TASK ITEM - Return every line from the records below in which the word "yellow" is found.

PROVIDED DATA -
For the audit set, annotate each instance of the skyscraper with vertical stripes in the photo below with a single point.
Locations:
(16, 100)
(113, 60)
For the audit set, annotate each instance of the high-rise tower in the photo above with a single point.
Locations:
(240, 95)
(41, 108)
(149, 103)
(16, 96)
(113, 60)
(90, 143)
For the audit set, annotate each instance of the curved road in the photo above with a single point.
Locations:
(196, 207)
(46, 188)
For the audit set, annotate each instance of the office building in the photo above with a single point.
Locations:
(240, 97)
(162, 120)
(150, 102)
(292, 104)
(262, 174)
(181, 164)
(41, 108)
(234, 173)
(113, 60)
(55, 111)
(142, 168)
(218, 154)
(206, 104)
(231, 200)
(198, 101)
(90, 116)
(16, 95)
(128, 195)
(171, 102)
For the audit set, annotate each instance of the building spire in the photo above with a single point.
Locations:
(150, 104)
* * *
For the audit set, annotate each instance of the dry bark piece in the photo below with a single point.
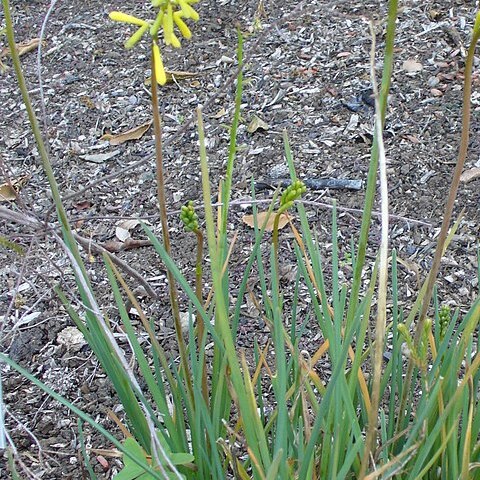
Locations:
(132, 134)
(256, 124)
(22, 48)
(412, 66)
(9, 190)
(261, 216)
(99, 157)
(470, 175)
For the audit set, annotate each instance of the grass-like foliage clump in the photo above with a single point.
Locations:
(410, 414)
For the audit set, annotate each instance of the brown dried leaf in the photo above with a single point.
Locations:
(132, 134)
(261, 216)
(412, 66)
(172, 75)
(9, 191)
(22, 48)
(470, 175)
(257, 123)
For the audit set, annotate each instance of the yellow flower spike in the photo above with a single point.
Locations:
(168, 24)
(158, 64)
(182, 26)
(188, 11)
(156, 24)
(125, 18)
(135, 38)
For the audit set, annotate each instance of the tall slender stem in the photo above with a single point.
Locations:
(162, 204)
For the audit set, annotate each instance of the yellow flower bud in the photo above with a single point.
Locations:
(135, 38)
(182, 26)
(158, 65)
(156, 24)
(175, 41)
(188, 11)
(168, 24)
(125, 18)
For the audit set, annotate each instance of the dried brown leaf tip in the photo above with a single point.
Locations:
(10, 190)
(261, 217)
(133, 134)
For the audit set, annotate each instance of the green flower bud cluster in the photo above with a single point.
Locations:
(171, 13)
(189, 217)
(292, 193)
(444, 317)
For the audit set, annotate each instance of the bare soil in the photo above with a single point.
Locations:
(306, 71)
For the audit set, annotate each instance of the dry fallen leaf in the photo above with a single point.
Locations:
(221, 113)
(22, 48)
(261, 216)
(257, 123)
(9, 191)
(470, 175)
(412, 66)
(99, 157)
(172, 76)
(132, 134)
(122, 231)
...
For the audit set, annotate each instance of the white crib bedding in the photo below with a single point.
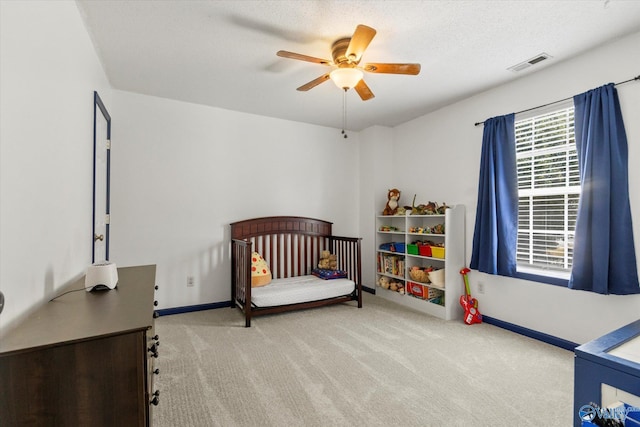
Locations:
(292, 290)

TASK RESPONSE -
For the audit set, annotate each instance of the yellow flower spike in the photo above with a single point.
For the audit set, annotate each instance of the yellow flower bud in the photo above with a single point.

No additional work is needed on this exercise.